*TO DO*
Go through the data below and return each line where the string "several" occurs.

====================

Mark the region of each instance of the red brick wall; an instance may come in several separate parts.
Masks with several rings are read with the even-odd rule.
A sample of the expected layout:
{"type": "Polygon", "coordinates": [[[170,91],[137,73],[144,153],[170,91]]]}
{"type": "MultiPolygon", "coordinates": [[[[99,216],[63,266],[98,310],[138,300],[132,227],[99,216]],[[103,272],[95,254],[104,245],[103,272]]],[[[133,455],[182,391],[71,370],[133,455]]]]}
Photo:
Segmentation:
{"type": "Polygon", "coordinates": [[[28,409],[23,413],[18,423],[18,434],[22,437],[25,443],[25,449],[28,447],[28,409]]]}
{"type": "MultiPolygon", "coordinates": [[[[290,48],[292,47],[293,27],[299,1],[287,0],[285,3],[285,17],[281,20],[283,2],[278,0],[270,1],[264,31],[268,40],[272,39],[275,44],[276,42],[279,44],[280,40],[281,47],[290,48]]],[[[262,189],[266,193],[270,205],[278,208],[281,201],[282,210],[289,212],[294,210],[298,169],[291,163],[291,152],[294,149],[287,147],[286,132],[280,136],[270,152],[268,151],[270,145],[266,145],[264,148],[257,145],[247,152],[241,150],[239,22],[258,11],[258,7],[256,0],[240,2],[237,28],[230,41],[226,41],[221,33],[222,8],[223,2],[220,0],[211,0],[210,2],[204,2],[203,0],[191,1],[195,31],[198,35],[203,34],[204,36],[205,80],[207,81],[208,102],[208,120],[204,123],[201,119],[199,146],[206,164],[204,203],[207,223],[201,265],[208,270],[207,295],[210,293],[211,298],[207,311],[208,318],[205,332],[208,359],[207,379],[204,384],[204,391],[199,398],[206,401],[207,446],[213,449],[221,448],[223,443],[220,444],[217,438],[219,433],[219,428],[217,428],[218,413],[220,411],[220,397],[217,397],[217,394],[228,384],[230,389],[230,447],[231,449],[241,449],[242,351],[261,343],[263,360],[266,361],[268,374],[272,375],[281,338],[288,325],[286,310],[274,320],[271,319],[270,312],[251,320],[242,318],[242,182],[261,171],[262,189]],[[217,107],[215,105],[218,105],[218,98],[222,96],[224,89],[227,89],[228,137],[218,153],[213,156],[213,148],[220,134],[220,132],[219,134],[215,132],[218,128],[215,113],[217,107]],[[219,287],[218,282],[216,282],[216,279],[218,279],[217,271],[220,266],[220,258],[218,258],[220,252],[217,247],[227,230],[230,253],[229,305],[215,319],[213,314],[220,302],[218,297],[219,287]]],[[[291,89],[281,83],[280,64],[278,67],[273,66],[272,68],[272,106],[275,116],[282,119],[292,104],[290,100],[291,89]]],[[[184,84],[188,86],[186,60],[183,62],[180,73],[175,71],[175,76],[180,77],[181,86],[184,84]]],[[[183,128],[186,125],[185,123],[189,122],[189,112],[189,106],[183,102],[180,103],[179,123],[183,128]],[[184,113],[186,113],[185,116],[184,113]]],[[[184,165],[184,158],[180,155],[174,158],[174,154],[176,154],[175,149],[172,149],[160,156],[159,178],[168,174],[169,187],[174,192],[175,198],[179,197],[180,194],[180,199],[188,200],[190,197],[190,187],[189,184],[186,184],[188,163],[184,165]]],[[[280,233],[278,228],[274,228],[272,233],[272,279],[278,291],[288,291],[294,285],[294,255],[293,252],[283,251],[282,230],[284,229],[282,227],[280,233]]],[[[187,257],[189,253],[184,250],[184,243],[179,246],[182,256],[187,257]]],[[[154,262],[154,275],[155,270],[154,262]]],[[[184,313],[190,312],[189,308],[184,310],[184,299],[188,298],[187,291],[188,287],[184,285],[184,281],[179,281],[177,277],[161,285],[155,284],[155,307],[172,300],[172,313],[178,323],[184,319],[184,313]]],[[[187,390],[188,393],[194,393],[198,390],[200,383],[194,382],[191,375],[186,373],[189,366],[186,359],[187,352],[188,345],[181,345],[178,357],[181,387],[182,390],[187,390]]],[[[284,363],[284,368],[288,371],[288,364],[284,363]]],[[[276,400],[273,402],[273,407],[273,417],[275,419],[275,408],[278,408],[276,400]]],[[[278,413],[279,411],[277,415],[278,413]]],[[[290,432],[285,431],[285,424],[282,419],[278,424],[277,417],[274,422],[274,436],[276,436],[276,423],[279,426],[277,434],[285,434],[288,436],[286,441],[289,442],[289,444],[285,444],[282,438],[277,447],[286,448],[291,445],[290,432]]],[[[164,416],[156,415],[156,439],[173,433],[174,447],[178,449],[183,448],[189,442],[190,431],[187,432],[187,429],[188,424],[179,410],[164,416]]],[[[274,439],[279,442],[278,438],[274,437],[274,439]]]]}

====================

*RESPONSE AREA*
Mark the region of each instance of the red brick wall; an instance may come in several separate parts.
Masks with several rings are read with the even-odd rule.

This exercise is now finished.